- Elenco compiti
1. Riscrivi il tratto del brano citato che va da "Anche in una" fino a "miseria nell'intera Africa.", sostituendo "continente" con "territorio africano".
2. Stabilisci se ciascuna delle seguenti affermazioni concorda con il brano citato, rispondendo sì o no e riportando tra virgolette le parole del brano che lo decidono: (a) le Comunità Ecclesiali di Base nacquero prima in Brasile; (b) Richard Shaull era un sacerdote domenicano; (c) la conferenza dell'episcopato latinoamericano di Medellín si tenne nel 1968.

- Brano citato

---

Prima in Brasile, poi in gran parte dell'America Latina, a partire dalla fine degli anni '50, nacquero le Comunità Ecclesiali di Base, impegnate a vivere e diffondere una fede che comprendeva l'attenzione verso i problemi sociali e l'impegno per raggiungere precisi obiettivi di miglioramento. Grandi figure come Paulo Freire, insegnante di Recife che sviluppò un nuovo metodo pedagogico incentrato sul processo di coscientizzazione del problema, ed Hélder Câmara, arcivescovo di Recife, contribuirono a una rilettura della pastorale fra i poveri e nella teologia stessa, che prese anche le forme di una contestazione del modo di porsi tradizionale della chiesa verso le masse. Si arrivò così a quell'ondata innovativa che prese il nome di teologia della liberazione, che coinvolse anche il mondo cristiano non cattolico. Alcuni teologi, come Richard Shaull, missionario presbiteriano, posero la questione se la rivoluzione potesse avere un significato teologico cominciando, insieme ad altri giovani protestanti, a discutere questi temi con sacerdoti domenicani e intellettuali cattolici. Storica fu la conferenza dell'episcopato latinoamericano di Medellín (1968), al centro della quale fu il concetto di opzione preferenziale dei poveri.
Anche in una realtà geografica e politica così diversa come il Sudafrica si sviluppò una teologia della liberazione nera nella lotta contro l'apartheid, in cui protagonista sarà, negli anni più recenti, il vescovo anglicano Desmond Tutu. Nel resto del continente tale teologia delegittimava la conquista coloniale, operata da europei "cristiani", causa della miseria nell'intera Africa.
A partire dagli anni cinquanta si sviluppò in Europa la «società industriale nella fase del capitalismo avanzato» o di quella «civiltà di massa» o «civiltà dei consumi» della quale i sociologi hanno esaminato tutte le caratteristiche: dal consumismo ai persuasori occulti (che attraverso una serie di canali di comunicazione trasformano l'uomo in consumatore diretto), dall'omogeneizzazione del gusto collettivo alla mercificazione di qualsiasi tipo di valori.
Questo aspetto si identificò con il discorso dell'industria culturale. Quest'ultima è causa ed effetto assieme di una situazione tipica della società odierna: il mercato dell'arte si allarga a dismisura, la richiesta dei beni culturali non si diversifica più da quella dei prodotti industriali, poiché anch'essi sono simboli di promozione sociale, prima ancora che di promozione culturale. Ciò comporta la riduzione del prodotto artistico a merce che segue le leggi del mercato; è la domanda a determinare l'offerta, e quindi la produzione, ed è il sistema a provocare la domanda. In ultima analisi, il prodotto artistico per essere fruibile e accetto al mercato deve essere gradevole, aproblematico, cioè omologo al sistema.

---

- Righe
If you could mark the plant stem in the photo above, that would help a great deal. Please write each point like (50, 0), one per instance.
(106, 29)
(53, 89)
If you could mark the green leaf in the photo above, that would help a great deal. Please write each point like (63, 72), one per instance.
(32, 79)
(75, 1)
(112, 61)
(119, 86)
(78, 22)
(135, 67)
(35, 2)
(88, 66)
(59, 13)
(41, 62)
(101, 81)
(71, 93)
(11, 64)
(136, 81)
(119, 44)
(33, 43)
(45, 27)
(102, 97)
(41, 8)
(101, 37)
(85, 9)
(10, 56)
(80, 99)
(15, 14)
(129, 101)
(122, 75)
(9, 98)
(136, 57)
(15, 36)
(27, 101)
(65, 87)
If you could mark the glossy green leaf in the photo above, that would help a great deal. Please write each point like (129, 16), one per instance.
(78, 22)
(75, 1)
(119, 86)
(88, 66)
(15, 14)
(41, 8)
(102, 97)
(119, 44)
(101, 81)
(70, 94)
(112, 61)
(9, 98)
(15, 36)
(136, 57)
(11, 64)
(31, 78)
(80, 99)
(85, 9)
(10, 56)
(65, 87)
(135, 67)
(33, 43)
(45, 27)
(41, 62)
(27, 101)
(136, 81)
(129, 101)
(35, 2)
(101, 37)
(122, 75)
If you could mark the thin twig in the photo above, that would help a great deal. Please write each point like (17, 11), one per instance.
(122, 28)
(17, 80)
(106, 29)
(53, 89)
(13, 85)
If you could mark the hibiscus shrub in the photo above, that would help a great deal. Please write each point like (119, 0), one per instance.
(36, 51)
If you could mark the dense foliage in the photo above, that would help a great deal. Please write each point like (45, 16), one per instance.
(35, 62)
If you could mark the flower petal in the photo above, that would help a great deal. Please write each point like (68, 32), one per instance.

---

- Risposte per compito
1.
Anche in una realtà geografica e politica così diversa come il Sudafrica si sviluppò una teologia della liberazione nera nella lotta contro l'apartheid, in cui protagonista sarà, negli anni più recenti, il vescovo anglicano Desmond Tutu. Nel resto del territorio africano tale teologia delegittimava la conquista coloniale, operata da europei "cristiani", causa della miseria nell'intera Africa.

2.
(a) Sì: "Prima in Brasile, poi in gran parte dell'America Latina, a partire dalla fine degli anni '50, nacquero le Comunità Ecclesiali di Base".
(b) No: "Richard Shaull, missionario presbiteriano".
(c) Sì: "Storica fu la conferenza dell'episcopato latinoamericano di Medellín (1968)".